Saved entries:
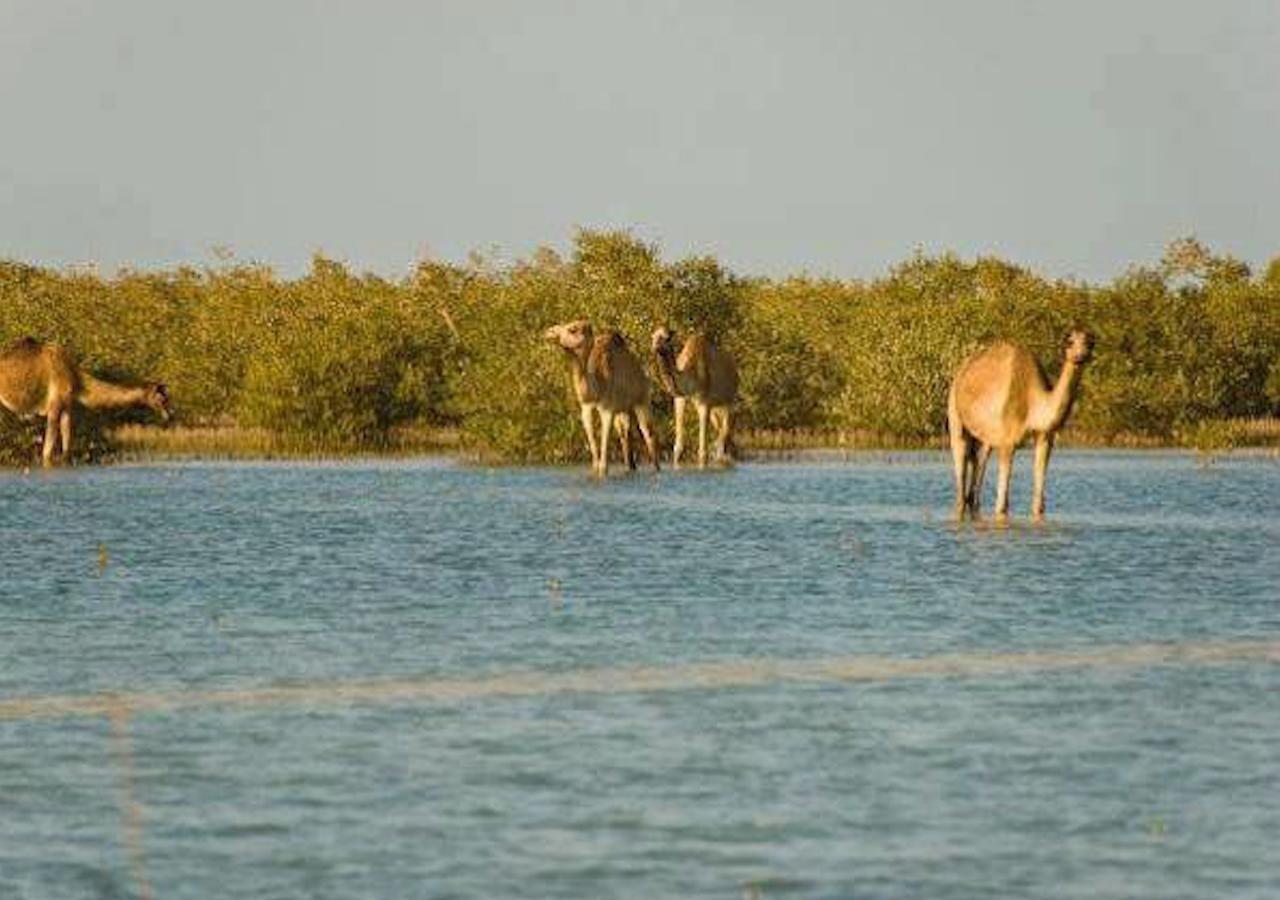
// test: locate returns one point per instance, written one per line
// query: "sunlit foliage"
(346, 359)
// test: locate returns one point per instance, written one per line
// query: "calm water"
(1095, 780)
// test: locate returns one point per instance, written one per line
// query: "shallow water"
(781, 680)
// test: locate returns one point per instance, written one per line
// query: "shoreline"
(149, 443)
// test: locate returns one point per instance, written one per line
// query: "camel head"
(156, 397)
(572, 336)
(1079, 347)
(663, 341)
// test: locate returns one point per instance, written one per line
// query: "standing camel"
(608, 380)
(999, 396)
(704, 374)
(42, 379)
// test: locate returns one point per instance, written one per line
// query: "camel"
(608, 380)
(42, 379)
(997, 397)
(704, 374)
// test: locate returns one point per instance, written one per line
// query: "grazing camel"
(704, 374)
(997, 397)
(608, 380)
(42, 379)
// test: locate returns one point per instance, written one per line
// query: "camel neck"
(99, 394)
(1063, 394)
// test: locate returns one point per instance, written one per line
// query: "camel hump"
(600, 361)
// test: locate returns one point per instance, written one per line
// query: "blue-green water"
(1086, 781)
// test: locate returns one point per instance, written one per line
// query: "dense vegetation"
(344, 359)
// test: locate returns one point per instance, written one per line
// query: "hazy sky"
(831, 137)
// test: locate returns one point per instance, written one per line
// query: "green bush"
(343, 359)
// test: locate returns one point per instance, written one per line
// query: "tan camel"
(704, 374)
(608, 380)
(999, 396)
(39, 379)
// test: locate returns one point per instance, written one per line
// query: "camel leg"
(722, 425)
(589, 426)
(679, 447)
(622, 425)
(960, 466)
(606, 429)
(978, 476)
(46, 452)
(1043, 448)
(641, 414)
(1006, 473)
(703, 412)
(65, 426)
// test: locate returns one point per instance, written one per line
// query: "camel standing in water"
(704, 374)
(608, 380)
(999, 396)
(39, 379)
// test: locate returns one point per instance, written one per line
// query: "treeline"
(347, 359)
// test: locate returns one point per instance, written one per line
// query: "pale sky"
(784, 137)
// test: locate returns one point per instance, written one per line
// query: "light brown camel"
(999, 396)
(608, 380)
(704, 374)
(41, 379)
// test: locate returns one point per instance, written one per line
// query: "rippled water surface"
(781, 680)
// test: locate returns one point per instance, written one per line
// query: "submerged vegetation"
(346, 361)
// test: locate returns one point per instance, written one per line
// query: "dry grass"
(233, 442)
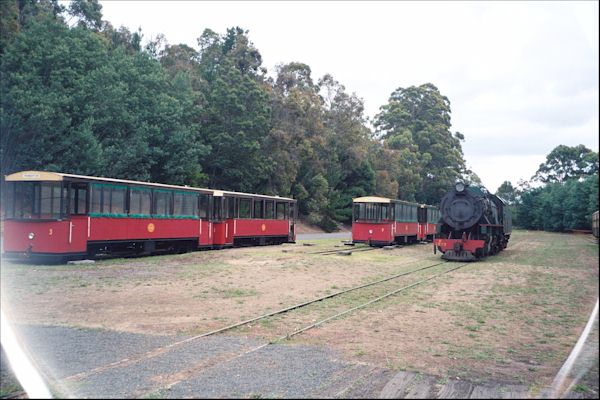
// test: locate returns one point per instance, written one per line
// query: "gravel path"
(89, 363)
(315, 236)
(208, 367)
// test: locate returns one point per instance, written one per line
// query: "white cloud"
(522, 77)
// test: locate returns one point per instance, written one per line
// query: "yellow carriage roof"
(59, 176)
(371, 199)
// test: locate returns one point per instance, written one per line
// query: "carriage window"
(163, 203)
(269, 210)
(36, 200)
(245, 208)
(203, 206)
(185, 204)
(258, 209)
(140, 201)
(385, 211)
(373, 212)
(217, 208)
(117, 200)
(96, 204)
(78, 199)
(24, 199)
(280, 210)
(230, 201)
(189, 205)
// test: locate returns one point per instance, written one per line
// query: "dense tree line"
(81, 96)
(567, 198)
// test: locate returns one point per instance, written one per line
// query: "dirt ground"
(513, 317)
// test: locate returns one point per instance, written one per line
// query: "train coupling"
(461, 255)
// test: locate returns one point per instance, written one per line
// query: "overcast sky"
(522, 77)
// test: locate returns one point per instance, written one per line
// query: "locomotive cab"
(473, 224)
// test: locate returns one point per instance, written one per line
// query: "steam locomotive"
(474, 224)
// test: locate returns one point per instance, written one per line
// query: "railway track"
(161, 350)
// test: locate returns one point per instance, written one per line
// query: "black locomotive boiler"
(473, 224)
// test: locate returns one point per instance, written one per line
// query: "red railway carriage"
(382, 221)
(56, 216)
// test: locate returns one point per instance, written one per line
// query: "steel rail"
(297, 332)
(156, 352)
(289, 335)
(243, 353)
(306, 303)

...

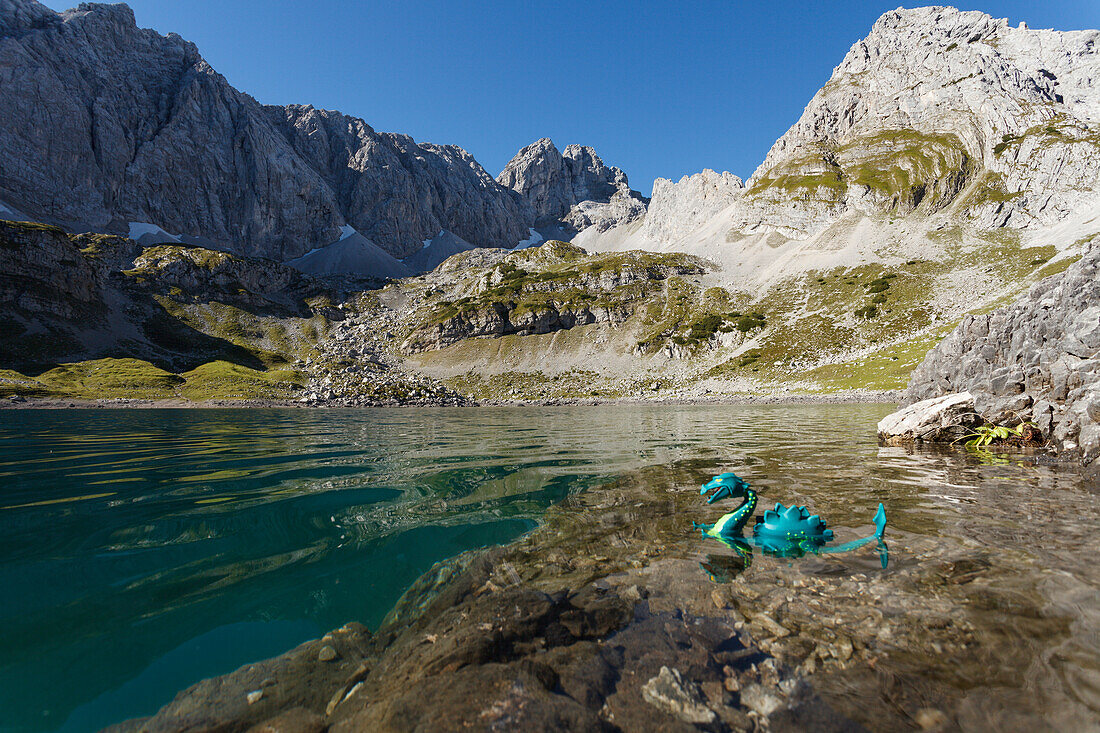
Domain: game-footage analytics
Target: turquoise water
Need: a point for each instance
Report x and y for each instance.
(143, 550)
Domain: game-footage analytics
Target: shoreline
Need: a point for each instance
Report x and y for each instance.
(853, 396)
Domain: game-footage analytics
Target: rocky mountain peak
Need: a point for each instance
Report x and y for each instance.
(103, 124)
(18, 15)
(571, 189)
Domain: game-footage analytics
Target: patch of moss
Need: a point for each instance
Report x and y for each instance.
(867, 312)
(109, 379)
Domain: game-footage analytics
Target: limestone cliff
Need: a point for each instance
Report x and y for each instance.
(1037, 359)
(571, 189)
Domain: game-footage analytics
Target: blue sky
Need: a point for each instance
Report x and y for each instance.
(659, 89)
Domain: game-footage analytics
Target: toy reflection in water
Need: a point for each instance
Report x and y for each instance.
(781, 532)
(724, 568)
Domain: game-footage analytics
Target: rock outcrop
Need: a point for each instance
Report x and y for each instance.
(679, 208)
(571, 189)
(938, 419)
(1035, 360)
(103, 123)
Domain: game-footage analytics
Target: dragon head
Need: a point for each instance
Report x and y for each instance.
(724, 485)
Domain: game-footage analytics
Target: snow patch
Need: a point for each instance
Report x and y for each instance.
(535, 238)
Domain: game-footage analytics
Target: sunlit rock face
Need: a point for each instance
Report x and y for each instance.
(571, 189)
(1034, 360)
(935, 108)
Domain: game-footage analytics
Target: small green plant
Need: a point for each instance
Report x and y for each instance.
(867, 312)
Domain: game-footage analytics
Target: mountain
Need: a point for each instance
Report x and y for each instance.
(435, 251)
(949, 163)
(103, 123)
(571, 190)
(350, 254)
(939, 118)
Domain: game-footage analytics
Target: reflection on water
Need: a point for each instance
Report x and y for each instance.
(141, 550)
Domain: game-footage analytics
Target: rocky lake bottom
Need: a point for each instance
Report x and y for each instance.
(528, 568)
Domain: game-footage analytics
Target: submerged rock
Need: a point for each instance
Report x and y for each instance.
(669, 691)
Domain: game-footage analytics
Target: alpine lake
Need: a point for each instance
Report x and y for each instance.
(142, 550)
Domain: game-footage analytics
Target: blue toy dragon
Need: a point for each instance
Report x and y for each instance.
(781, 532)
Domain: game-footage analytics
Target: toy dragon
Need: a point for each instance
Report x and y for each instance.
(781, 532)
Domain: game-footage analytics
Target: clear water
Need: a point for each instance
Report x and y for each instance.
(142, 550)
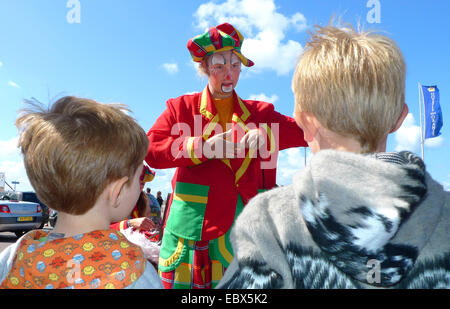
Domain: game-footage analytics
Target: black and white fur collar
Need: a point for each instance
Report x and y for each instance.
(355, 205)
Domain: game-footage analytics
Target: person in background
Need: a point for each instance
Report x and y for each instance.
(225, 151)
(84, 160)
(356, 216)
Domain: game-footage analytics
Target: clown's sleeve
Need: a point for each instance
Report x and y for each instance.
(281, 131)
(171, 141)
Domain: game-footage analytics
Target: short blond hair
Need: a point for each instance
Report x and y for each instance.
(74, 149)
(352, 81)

▶ [PROMPT] Some lines in the data above may hold the word "lake". Say how many, with no other words.

▶ [OUTPUT BELOW] 2